## begin Extracted text
Only about half the boats in the U.S. are insured. In North Carolina, jet skis must carry $300k of liability cover, because have you ever watched someone operate a jet ski? But Class 3 recreational vessels — our CSY 44 — are under no obligation to carry insurance at all. The boat's owner does seem like a conscientious skipper. But it's entirely possible that our skipper is on the hook for the entire cost of salvage.

In which case:

  1. If the boat has filled with rainwater or seawater, greatly reducing its value, and
  2. If the skipper doesn't carry insurance to pay for the salvage, and
  3. If the salvage operation turns out to be particularly expensive, then

The boat's owner walks quietly away and takes up windsurfing, because:

  1. North Carolina, unlike Florida, does not oblige boat owners to pay for salvage, and
  2. A North Carolina precedent allows a boat owner to abandon ownership simply by appearing to be "without hope of recovery or without intention of returning."
## end Extracted text
## begin Records provided
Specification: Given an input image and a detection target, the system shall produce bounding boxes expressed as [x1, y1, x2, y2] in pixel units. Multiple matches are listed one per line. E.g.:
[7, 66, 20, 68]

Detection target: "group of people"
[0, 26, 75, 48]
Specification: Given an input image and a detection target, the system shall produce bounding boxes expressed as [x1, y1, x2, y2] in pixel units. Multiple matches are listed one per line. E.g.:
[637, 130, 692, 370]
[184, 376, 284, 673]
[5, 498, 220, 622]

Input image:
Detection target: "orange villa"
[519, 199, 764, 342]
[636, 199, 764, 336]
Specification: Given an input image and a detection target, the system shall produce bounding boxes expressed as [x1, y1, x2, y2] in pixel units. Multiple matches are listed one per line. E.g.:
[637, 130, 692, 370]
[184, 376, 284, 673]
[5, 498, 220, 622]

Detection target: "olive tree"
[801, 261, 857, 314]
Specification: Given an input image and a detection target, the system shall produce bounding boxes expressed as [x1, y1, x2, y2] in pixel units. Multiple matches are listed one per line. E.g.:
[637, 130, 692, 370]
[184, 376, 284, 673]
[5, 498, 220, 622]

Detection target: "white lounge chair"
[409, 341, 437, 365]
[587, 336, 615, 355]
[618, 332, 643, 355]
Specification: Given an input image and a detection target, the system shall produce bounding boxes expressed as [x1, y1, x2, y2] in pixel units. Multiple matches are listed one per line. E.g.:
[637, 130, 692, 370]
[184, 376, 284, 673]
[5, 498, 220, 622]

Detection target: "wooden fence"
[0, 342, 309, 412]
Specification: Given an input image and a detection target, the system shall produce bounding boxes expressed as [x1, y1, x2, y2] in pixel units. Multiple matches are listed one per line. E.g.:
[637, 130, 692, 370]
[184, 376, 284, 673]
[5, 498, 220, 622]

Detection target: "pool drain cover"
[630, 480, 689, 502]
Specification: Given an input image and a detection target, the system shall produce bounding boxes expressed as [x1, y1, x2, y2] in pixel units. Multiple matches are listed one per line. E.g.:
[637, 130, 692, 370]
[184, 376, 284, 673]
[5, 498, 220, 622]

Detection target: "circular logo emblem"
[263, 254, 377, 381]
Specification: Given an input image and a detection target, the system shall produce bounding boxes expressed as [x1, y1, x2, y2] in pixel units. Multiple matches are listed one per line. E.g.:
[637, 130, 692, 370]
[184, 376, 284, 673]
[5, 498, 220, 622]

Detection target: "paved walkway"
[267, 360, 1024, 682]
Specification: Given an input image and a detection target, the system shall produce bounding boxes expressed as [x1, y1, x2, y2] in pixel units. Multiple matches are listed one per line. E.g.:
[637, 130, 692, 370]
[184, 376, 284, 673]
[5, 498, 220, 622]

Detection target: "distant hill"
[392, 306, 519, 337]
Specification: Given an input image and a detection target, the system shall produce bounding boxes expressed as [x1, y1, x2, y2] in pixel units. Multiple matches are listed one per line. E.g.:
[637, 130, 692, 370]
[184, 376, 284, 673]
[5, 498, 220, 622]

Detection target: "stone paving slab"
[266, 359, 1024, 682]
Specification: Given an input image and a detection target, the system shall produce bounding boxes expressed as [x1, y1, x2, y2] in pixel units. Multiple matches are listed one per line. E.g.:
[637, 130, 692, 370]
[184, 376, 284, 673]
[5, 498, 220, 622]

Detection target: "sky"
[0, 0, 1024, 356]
## end Records provided
### Task statement
Quote the part of the passage about boat insurance and salvage that opens with the words containing "Only about half" and closes with "cost of salvage.". The items have no connection to the passage about boat insurance and salvage.

### Right answer
Only about half the boats in the U.S. are insured. In North Carolina, jet skis must carry $300k of liability cover, because have you ever watched someone operate a jet ski? But Class 3 recreational vessels — our CSY 44 — are under no obligation to carry insurance at all. The boat's owner does seem like a conscientious skipper. But it's entirely possible that our skipper is on the hook for the entire cost of salvage.